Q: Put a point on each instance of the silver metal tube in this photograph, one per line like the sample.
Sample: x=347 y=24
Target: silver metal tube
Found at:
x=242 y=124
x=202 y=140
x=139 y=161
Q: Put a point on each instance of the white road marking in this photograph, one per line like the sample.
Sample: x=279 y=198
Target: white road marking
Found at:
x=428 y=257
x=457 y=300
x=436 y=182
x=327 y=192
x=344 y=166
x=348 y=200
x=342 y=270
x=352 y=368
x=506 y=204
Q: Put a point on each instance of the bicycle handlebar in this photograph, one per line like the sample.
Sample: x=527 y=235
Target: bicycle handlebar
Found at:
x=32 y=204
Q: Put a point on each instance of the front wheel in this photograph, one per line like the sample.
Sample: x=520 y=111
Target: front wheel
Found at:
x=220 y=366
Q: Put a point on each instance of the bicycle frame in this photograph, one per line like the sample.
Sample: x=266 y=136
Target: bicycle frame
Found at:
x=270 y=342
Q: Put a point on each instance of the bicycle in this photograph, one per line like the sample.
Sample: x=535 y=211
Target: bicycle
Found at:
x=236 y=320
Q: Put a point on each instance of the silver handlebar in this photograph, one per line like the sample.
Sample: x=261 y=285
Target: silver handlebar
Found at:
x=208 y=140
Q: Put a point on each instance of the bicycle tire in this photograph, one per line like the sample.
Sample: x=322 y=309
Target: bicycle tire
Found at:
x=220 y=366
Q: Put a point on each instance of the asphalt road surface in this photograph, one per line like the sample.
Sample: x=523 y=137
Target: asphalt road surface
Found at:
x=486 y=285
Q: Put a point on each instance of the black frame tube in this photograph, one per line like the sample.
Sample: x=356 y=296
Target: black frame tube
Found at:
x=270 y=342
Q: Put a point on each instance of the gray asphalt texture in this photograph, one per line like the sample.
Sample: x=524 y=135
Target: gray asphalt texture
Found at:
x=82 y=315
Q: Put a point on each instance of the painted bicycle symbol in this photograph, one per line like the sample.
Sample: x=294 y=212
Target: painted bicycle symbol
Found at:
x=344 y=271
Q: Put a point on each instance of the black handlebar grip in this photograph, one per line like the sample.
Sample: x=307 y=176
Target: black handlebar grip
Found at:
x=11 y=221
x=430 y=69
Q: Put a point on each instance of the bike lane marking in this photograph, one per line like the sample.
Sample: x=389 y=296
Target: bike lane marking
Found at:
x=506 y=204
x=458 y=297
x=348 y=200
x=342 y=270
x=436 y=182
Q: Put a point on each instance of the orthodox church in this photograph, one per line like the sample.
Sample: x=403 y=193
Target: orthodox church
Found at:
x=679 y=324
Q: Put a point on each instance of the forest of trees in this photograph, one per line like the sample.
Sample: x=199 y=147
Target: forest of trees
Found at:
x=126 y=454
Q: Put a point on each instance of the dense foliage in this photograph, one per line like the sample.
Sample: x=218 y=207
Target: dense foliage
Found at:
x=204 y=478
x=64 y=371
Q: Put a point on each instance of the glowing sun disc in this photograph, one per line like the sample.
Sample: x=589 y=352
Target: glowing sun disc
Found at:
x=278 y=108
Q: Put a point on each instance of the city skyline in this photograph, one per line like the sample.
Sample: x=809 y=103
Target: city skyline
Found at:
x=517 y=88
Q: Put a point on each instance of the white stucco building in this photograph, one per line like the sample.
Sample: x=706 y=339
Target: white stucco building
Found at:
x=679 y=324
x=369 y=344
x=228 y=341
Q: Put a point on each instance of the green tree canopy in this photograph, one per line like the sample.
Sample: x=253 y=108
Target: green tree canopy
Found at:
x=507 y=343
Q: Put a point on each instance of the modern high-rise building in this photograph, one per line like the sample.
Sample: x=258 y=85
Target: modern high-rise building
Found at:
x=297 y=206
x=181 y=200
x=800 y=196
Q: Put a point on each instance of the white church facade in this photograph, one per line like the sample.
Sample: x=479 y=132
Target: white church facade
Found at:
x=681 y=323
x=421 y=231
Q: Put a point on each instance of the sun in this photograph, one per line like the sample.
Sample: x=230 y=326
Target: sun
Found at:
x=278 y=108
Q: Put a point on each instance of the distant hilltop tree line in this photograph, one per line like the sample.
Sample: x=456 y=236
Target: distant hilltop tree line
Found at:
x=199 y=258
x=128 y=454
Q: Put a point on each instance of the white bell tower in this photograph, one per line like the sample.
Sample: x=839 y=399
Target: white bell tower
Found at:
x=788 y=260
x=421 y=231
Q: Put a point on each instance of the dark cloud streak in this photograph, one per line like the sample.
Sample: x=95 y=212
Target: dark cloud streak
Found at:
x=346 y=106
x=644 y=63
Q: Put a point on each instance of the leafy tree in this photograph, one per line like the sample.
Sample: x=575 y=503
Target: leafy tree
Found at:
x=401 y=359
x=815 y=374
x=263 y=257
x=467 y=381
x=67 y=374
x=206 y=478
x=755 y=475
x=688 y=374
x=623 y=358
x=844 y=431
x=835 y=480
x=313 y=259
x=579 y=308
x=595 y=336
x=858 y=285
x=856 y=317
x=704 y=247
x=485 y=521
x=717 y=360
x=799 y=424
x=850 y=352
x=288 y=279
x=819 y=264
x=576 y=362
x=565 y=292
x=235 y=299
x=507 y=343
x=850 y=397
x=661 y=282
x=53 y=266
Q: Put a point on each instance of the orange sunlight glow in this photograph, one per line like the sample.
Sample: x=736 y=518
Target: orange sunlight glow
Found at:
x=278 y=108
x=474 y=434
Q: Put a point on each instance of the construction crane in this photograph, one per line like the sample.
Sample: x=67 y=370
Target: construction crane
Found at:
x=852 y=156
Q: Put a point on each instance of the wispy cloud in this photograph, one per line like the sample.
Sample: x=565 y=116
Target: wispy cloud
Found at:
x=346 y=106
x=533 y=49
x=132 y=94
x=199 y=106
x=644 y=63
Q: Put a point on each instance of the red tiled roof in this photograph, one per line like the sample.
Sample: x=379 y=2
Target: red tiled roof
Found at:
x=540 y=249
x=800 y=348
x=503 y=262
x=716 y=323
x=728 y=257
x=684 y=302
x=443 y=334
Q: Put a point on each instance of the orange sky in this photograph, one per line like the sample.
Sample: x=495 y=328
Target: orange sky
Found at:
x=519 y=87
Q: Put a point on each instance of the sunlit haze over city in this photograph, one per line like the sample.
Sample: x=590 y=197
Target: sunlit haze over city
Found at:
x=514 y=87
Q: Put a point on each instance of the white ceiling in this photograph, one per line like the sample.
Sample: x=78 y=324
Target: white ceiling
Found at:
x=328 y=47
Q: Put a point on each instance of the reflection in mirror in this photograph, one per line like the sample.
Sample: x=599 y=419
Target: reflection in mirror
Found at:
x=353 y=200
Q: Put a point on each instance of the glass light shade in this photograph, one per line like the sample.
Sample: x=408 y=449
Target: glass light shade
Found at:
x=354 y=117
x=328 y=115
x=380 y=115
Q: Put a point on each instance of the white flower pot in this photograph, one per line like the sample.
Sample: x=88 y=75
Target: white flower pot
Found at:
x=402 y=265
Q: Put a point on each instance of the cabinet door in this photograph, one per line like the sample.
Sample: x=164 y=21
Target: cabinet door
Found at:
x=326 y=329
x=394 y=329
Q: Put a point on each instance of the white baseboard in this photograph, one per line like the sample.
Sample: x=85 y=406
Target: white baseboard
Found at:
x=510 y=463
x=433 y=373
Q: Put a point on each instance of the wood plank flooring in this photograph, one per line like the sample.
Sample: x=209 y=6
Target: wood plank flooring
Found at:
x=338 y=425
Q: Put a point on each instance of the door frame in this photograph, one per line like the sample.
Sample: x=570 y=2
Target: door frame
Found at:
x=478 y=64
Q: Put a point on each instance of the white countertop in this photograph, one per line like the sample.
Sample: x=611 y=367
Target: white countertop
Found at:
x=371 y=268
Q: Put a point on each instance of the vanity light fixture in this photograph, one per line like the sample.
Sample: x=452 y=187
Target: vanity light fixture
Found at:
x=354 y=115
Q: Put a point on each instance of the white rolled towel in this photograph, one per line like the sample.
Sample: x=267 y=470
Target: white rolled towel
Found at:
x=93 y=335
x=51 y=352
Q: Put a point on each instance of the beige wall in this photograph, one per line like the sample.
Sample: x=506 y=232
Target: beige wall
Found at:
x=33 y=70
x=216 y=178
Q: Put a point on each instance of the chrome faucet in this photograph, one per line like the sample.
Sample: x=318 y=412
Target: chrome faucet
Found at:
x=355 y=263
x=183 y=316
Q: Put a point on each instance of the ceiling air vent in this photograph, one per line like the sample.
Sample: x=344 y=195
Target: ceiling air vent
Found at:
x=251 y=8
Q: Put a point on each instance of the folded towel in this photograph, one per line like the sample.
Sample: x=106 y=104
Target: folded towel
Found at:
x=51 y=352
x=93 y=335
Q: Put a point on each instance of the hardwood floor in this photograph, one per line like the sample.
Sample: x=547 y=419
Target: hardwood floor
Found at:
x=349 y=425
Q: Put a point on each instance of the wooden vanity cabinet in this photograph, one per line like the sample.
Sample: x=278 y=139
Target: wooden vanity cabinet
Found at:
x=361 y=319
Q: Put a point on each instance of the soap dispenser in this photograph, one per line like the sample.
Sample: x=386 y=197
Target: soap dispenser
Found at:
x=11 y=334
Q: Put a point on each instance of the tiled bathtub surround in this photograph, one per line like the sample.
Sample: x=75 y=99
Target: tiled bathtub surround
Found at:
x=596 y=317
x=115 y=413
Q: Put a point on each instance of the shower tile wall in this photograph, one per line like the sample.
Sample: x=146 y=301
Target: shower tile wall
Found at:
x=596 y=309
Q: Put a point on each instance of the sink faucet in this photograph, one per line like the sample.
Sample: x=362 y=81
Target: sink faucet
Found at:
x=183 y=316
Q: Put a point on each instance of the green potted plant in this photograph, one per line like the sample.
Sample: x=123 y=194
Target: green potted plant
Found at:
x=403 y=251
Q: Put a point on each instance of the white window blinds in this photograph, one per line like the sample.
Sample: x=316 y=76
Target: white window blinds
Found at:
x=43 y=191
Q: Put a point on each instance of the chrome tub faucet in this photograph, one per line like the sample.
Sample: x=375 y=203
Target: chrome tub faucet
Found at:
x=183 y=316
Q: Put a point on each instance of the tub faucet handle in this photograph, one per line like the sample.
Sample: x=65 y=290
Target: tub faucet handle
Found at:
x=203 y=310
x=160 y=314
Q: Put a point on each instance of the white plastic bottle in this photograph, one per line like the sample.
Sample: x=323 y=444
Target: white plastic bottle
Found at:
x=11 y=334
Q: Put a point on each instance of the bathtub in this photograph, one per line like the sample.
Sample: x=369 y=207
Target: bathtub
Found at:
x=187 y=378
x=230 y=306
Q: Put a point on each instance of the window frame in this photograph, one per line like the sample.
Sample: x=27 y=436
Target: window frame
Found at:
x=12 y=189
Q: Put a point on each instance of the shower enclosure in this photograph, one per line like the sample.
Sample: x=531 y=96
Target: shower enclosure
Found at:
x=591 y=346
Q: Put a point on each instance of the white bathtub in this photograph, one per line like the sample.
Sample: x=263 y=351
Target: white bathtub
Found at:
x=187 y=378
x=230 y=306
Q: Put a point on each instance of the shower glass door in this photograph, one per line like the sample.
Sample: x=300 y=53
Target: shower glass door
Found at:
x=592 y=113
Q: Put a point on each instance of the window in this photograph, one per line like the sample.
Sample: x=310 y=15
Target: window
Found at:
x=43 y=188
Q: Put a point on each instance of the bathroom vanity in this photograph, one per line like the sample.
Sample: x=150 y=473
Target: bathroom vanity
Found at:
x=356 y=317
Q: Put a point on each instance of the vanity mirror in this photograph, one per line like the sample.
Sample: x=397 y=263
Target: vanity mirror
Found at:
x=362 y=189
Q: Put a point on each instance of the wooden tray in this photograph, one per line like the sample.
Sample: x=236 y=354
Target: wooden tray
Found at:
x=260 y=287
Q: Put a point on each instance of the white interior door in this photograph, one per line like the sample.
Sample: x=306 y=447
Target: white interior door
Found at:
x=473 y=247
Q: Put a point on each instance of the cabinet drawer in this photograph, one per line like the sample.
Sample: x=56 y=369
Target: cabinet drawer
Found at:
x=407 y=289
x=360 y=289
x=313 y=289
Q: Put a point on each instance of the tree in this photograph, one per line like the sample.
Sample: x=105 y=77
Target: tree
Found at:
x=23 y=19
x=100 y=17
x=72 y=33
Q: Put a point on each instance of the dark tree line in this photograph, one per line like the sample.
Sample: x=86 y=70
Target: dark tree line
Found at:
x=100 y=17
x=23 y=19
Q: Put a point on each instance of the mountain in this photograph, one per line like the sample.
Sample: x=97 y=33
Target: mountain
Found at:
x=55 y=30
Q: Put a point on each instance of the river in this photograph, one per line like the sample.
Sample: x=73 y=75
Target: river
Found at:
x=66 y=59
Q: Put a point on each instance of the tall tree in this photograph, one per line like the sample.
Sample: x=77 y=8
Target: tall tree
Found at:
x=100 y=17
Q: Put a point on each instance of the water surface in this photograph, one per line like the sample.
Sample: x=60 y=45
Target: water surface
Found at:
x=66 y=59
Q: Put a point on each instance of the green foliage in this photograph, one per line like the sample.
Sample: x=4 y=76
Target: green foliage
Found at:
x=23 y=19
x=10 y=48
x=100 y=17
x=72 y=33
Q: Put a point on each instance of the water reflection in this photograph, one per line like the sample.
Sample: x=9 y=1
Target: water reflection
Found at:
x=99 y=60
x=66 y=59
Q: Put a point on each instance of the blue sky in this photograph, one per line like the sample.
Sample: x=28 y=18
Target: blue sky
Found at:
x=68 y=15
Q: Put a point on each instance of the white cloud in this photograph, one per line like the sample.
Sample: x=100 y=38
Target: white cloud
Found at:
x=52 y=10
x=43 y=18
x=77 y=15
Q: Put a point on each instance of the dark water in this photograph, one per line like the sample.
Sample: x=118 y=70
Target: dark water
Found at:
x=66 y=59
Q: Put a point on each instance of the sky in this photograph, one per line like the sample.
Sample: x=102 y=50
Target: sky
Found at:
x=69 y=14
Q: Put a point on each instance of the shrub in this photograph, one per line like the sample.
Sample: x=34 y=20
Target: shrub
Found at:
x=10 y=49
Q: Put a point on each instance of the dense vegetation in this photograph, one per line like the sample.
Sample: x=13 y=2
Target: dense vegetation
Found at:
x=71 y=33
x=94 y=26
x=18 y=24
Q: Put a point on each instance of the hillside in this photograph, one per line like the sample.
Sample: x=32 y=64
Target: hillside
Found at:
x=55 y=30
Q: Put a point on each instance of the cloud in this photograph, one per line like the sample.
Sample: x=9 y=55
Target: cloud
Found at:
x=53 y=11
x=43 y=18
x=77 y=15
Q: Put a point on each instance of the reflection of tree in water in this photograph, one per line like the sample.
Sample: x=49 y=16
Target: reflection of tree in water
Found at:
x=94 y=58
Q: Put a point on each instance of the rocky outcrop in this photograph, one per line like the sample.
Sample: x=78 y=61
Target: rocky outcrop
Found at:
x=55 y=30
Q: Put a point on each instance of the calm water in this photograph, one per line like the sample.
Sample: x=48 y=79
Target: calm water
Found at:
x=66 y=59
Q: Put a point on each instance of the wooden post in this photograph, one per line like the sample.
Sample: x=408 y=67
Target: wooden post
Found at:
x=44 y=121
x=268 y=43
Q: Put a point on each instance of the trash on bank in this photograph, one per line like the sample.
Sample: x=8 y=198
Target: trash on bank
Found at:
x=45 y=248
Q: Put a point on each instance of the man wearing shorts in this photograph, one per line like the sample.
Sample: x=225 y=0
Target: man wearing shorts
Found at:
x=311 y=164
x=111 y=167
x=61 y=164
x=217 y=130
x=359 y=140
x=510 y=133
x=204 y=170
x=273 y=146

★ ★ ★ ★ ★

_AIM_. Convert the lines starting with the one that contains "Q: Put a point on each instance of the trash" and going on through the end of the rows into a Markdown table with the columns No. and Line, numbering each line and leaving out any blank lines.

_TASK RESPONSE_.
| No. | Line |
|---|---|
| 1 | Q: Put a point on each instance of the trash on bank in this photograph, one per line like the sample. |
| 2 | Sample: x=8 y=198 |
| 3 | Target: trash on bank |
| 4 | Found at: |
| 5 | x=45 y=248 |
| 6 | Q: Put a point on each instance of the man wearing shorts in this photograph, one per line like the sample. |
| 7 | Sample: x=225 y=0 |
| 8 | Target: man wearing shorts |
| 9 | Found at: |
| 10 | x=311 y=164 |
| 11 | x=111 y=167 |
| 12 | x=61 y=164 |
| 13 | x=217 y=130 |
| 14 | x=359 y=140 |
| 15 | x=510 y=133 |
| 16 | x=204 y=170 |
| 17 | x=273 y=146 |